##### Text under study
By Nicholas Bezuidenhout

The first step to financial wellness is to create disposable income to invest for the future and to stay out of unhealthy debt. To create disposable income, you need to earn more and/or spend less. This is similar to any weight loss plan where getting in shape, no matter what nutrition or exercise regime you choose to follow, ultimately involves the hard work of moving more and eating less.

You may earn more by creating an additional source of income or taking steps to earn a higher salary but this is not always that easy so we will focus here on ways to spend less. So, what are two common behaviour traps that lead us to getting into debt or spending more than we should and how can we sidestep these?
##########
##### Recorded information
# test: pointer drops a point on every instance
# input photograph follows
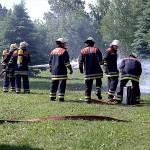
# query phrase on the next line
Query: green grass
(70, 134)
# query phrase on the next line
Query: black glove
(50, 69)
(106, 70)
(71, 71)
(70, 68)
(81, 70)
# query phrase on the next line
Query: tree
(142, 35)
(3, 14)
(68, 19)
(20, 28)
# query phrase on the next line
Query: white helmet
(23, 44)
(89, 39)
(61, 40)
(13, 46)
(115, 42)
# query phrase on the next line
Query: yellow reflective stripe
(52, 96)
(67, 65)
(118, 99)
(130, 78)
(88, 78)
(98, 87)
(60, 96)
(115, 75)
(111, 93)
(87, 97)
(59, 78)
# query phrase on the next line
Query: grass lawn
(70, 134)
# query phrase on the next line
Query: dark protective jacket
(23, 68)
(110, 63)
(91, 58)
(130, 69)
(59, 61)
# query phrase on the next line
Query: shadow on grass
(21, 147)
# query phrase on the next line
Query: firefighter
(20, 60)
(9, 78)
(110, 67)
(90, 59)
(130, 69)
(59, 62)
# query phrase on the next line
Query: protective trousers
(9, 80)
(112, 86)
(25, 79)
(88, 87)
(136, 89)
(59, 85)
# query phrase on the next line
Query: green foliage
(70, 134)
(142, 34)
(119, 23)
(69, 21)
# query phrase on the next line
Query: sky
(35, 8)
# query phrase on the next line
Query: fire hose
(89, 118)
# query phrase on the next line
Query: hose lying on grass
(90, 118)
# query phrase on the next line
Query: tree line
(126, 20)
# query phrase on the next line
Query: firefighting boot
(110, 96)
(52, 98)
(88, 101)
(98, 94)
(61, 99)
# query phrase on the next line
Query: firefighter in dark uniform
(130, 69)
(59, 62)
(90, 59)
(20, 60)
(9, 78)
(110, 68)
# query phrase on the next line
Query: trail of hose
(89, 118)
##########
##### Recorded information
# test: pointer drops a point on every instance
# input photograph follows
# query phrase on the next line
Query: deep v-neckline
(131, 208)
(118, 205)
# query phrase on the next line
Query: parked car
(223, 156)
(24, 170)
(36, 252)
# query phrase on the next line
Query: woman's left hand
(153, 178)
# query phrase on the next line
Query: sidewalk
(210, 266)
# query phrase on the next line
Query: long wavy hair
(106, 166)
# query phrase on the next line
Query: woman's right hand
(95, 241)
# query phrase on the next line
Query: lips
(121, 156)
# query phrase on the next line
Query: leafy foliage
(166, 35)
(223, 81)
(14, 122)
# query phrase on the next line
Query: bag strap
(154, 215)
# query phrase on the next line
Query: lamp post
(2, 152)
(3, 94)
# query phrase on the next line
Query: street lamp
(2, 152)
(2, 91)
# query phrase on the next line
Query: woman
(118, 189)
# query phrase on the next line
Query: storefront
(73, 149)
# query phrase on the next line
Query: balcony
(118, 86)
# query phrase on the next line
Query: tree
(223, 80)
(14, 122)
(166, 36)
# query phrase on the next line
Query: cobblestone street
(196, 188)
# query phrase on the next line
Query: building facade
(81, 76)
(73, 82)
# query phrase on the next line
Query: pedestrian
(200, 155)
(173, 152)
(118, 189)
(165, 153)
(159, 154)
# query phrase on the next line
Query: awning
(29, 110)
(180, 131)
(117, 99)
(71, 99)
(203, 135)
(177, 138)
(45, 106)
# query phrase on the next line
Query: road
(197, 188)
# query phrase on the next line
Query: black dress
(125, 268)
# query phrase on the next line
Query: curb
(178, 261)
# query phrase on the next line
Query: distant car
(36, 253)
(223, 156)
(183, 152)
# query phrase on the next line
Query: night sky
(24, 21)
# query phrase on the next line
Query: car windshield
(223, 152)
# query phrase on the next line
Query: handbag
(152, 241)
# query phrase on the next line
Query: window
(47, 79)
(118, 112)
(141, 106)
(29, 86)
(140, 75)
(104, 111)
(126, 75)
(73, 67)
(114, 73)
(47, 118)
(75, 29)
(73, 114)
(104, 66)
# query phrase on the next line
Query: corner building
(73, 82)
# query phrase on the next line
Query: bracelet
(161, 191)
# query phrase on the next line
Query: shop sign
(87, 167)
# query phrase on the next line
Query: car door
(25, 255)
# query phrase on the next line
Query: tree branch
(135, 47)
##########
→ Tasks to carry out:
a. In the article on financial wellness, what two things does it say you need to do to create disposable income?
b. Carry on the article on financial wellness from its final sentence.

→ Responses by item number:
a. You need to earn more and/or spend less.

b.
1.    Pain avoidance

When it comes to going to the gym or exercising, we will often find any excuse not to do it because initially it is very sweaty and uncomfortable! This is like paying for something with cash or our debit card where we see the money go out of our wallets or bank balance, causing immediate physical discomfort. The discomfort happens because we realise that the money we just spent was actually ours and we start wondering whether spending R18 000 on the new iPhone 12 was actually worth the number of working hours, days or months it took to earn the money! It also results in us going through the uncomfortable thought process of considering what else we could have spent the money on and what we have sacrificed for this purchase, known as the “opportunity cost” – will there still be enough in our bank account to cover the rest of our debit orders, our kids’ school fees, our groceries?

Because of this emotional rollercoaster it is so much easier to whip out the credit card or the payment app on our phone, like a cowboy at the O.K. Corral, to buy what we want whenever we want. The reason this is so easy is because firstly and at least initially our bank balance stays the same and it is not our money that we are spending. Credit cards have enabled us to have immediate gratification with the pain of paying coming much later.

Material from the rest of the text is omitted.